● Problem to work on:
Only the lines from the one containing "Teacher note: have the class pick out the vertical" through the end of the material are to be echoed, each exactly as it appears.

Location identification items:
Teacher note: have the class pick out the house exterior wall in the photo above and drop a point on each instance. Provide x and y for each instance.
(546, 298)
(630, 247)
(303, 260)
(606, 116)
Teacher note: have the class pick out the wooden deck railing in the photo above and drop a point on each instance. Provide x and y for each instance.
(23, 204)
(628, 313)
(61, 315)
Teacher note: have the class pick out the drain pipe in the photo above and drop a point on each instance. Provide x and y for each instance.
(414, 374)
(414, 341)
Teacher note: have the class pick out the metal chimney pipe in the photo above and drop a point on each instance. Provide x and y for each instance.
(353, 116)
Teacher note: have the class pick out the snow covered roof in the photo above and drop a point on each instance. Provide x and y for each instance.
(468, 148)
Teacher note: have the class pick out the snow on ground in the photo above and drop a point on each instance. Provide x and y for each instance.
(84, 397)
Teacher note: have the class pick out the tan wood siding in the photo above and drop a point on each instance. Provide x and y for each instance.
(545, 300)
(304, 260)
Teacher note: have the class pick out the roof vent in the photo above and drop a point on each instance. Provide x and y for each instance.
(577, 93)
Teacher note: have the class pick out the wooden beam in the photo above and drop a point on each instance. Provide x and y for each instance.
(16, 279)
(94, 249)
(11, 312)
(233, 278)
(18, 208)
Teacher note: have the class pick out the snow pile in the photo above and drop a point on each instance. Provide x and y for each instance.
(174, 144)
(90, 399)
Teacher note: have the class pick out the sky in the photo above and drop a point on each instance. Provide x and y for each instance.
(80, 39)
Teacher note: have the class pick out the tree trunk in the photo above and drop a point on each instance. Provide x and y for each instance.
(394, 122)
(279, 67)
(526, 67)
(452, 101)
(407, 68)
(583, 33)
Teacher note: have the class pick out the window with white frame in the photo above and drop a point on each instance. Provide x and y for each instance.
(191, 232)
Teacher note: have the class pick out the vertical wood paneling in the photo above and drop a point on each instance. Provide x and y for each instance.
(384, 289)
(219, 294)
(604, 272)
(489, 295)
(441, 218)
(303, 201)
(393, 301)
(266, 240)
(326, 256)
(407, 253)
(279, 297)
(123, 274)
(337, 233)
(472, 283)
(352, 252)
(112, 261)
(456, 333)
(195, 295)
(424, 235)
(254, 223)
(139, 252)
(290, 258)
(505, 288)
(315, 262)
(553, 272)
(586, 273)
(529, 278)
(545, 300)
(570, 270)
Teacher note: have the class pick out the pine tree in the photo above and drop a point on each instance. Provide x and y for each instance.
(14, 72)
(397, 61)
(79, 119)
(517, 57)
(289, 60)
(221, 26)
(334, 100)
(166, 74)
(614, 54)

● Answer to this problem:
Teacher note: have the class pick out the vertical wood paneling in the photo above and drop a point on each instance. Provide x and y for each instance.
(384, 289)
(219, 294)
(604, 272)
(489, 295)
(441, 218)
(303, 201)
(393, 301)
(266, 240)
(326, 256)
(407, 253)
(279, 297)
(123, 274)
(337, 233)
(472, 283)
(352, 252)
(112, 261)
(456, 333)
(195, 295)
(424, 235)
(254, 223)
(139, 252)
(290, 258)
(505, 288)
(315, 262)
(553, 272)
(586, 273)
(529, 278)
(545, 300)
(570, 270)
Teacher note: have the class pick out the pine tree in the photo above and drop a point on each instance. Provide x and y for each instance.
(14, 72)
(397, 61)
(79, 119)
(517, 57)
(289, 60)
(221, 26)
(334, 100)
(166, 74)
(614, 54)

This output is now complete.